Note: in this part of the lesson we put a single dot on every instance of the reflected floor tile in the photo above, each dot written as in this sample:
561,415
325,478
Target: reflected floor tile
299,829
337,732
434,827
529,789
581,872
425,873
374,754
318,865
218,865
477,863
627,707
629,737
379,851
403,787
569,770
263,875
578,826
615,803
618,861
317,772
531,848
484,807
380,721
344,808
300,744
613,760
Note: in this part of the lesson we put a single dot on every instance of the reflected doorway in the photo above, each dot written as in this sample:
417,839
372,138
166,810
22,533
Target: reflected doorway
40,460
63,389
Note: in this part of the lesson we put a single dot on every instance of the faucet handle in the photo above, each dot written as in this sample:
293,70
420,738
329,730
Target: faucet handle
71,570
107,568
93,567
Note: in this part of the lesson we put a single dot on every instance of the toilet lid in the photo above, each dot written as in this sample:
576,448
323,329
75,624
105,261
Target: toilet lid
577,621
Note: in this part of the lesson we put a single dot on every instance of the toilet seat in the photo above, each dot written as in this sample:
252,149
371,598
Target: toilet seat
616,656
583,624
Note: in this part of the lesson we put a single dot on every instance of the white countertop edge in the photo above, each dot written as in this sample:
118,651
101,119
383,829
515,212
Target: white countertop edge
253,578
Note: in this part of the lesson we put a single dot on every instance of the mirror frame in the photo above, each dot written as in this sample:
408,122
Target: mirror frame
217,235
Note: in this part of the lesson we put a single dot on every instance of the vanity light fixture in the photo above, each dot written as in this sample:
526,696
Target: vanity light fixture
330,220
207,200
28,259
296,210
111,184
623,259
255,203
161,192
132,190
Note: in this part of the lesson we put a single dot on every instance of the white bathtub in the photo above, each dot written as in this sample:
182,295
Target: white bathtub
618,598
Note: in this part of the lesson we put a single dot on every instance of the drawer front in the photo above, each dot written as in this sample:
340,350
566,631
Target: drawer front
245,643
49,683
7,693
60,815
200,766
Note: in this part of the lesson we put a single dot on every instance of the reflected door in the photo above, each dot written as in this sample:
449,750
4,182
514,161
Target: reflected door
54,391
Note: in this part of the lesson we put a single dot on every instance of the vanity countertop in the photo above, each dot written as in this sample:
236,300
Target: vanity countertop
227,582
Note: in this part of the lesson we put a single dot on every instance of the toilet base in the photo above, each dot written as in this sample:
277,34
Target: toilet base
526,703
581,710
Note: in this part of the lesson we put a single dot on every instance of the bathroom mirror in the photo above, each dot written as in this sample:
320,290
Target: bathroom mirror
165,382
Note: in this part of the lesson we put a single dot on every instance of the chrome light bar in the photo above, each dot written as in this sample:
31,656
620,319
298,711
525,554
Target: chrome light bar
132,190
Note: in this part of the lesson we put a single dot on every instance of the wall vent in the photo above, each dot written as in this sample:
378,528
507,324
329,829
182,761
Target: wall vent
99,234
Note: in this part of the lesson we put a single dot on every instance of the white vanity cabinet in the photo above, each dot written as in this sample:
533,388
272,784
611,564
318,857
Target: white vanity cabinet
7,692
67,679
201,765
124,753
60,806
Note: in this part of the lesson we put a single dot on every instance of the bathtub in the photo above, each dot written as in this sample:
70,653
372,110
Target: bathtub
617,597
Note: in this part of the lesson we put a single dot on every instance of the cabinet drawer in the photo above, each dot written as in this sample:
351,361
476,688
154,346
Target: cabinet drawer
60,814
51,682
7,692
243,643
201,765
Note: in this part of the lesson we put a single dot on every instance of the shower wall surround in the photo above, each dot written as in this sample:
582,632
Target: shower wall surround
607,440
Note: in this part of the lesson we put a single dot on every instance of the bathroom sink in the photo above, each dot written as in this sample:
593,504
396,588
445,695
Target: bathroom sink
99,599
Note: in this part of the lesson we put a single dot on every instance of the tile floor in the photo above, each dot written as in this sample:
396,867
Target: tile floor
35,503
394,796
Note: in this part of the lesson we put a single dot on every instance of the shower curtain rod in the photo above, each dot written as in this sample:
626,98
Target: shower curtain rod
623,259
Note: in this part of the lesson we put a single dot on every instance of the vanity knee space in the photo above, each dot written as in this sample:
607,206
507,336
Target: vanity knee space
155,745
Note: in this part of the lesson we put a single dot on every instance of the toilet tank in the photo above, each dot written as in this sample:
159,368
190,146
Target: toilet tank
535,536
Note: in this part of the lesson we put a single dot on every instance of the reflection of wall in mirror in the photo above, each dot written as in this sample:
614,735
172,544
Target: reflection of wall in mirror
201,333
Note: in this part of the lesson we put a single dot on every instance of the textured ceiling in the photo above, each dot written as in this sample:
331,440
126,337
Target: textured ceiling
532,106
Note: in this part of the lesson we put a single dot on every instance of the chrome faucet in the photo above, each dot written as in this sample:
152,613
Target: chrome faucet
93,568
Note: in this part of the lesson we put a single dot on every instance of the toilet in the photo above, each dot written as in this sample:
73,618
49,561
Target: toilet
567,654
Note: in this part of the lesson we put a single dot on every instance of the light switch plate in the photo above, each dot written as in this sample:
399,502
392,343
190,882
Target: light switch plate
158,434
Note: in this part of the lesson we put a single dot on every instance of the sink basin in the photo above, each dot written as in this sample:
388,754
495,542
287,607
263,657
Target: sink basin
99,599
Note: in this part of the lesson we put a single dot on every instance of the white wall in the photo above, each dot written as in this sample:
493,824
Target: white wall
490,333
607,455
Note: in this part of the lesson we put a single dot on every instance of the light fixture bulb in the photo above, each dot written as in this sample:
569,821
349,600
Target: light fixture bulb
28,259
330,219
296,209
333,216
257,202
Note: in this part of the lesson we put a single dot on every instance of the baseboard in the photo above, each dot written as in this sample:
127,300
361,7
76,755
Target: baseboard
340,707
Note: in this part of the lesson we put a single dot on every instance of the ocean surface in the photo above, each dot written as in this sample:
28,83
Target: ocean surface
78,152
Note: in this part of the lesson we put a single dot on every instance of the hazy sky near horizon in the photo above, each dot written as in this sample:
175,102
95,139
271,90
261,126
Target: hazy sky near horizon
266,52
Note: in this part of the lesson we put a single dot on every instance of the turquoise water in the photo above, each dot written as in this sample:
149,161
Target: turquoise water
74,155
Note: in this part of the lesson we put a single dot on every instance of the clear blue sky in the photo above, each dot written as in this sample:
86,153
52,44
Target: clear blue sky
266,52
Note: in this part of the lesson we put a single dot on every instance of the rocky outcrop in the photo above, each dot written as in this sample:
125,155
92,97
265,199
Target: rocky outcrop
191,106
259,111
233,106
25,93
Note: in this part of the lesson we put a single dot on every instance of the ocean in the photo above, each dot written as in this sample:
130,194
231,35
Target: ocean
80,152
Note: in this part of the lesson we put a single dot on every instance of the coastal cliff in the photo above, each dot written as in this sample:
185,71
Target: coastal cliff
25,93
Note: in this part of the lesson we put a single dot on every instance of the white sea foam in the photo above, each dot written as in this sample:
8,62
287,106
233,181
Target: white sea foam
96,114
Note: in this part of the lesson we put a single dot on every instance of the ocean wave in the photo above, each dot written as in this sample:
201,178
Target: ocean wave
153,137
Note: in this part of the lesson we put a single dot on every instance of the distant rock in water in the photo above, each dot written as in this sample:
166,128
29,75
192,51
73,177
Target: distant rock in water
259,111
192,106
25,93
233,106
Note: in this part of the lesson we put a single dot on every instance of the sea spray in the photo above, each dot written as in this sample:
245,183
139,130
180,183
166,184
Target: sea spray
■ ■ ■ ■ ■
(TASK REQUIREMENTS)
For every line in the entries above that contains "spray", add one to a count, and give that number by itself.

(SOLUTION BELOW)
2